• [DO THIS]: Arrange all of the rows below as a numbered list, leaving out any blank lines.
::::
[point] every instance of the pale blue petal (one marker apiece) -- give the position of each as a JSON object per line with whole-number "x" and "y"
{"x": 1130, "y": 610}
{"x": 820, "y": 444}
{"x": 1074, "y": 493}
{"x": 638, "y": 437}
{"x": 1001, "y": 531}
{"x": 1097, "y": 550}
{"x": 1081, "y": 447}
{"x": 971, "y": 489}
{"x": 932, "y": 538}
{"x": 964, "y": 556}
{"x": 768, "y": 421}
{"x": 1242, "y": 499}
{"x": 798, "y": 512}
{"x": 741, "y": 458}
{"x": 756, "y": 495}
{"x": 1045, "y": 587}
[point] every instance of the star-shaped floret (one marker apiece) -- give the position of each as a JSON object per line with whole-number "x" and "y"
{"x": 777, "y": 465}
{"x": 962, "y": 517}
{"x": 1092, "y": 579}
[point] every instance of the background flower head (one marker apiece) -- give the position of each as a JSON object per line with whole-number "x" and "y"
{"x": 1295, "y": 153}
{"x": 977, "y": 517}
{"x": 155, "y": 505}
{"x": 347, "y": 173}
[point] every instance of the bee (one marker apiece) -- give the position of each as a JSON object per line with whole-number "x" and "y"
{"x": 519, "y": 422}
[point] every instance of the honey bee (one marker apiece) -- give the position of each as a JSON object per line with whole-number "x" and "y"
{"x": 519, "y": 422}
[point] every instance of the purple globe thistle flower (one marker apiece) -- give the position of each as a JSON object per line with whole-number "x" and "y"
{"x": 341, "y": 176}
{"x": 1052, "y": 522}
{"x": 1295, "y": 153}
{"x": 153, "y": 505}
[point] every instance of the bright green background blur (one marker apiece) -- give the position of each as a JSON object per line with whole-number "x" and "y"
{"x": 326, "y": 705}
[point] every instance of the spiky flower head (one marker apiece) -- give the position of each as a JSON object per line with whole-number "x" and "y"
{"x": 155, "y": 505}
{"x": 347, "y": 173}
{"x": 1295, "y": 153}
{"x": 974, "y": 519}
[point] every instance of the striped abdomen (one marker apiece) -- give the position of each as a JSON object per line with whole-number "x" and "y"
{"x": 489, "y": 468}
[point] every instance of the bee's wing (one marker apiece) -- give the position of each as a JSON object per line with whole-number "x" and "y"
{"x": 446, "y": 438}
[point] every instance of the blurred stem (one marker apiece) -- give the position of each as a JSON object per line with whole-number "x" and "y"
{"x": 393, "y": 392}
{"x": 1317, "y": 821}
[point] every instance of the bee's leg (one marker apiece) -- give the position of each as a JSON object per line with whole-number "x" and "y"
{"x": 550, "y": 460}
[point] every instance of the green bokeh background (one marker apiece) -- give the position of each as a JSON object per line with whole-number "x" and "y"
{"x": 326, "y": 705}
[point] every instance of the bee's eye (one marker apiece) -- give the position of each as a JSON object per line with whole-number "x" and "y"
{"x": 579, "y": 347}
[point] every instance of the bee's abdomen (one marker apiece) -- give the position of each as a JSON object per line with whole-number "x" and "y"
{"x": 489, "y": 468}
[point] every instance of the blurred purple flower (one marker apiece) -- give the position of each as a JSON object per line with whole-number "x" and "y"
::::
• [SOLUTION BELOW]:
1. [point] every instance of the pale blue petal (one marker apiece) -- give the position of each as a JSON object per line with whole-number "x" and "y"
2. {"x": 1130, "y": 610}
3. {"x": 820, "y": 444}
4. {"x": 1074, "y": 493}
5. {"x": 638, "y": 437}
6. {"x": 1001, "y": 531}
7. {"x": 1097, "y": 550}
8. {"x": 1081, "y": 447}
9. {"x": 971, "y": 489}
10. {"x": 932, "y": 538}
11. {"x": 964, "y": 556}
12. {"x": 768, "y": 421}
13. {"x": 1242, "y": 499}
14. {"x": 798, "y": 512}
15. {"x": 741, "y": 458}
16. {"x": 756, "y": 495}
17. {"x": 1045, "y": 587}
18. [point] every instance of the star-shaped floret (one marker apiece) -- give the position of each as a JSON object per line with whole-number "x" and "y"
19. {"x": 777, "y": 465}
20. {"x": 962, "y": 517}
21. {"x": 1092, "y": 579}
22. [point] every instance of the background flower head (one marker apiece) -- give the position of each as a JSON object per line with whole-number "x" and "y"
23. {"x": 1295, "y": 153}
24. {"x": 977, "y": 517}
25. {"x": 155, "y": 505}
26. {"x": 347, "y": 173}
27. [point] every instance of the bee (one marker apiece) -- give the position of each as a JSON object per line with whole-number "x" and "y"
28. {"x": 519, "y": 422}
29. [point] every instance of the honey bee (one marker apiece) -- give the position of each as a JSON object per line with whole-number "x" and "y"
30. {"x": 519, "y": 422}
31. [point] every instance of the purple globe thistle flower (one marker apiece) -- give the position of each as a JSON object per line with whole-number "x" and "y"
32. {"x": 341, "y": 176}
33. {"x": 1052, "y": 522}
34. {"x": 1295, "y": 153}
35. {"x": 153, "y": 505}
36. [point] every instance of the bright green background blur (one marker apiece) -- give the position of each as a JSON object per line with whole-number "x" and "y"
37. {"x": 326, "y": 705}
38. [point] every instance of the spiky flower head (one marker apiece) -- give the position of each as a JSON object per line with whole-number "x" and "y"
39. {"x": 155, "y": 505}
40. {"x": 347, "y": 173}
41. {"x": 1295, "y": 153}
42. {"x": 974, "y": 519}
43. [point] every instance of the striped abdomen (one marker apiece) -- give the position of each as a JSON object per line with whole-number "x" and "y"
44. {"x": 489, "y": 468}
45. [point] every instance of the bee's wing (one marker apiece) -- give the position of each as a JSON object per line with whole-number "x" and "y"
46. {"x": 446, "y": 438}
47. [point] every instance of the blurred stem (one marker apiece) -- give the position of each as a JSON object per line with whole-number "x" and "y"
48. {"x": 393, "y": 392}
49. {"x": 1317, "y": 821}
50. [point] every instance of the bee's leg (one marker apiece) -- give the position of each as a JSON object per line with whole-number "x" and "y"
51. {"x": 550, "y": 460}
52. [point] every instance of the green bokeh background (one marker apiece) -- give the position of each as a JSON object per line with whole-number "x" and "y"
53. {"x": 326, "y": 705}
54. [point] every instance of the bee's eye (one marker apiece) -- give the position of each as a JSON object per line with whole-number "x" and "y"
55. {"x": 579, "y": 347}
56. [point] every instance of the bee's abdomen (one marker apiece) -- give the position of each as a JSON object per line with whole-number "x" and "y"
57. {"x": 489, "y": 468}
58. [point] every instance of the blurred purple flower (one marker apiece) -- give the position of each as a JSON object per line with whole-number "x" and "y"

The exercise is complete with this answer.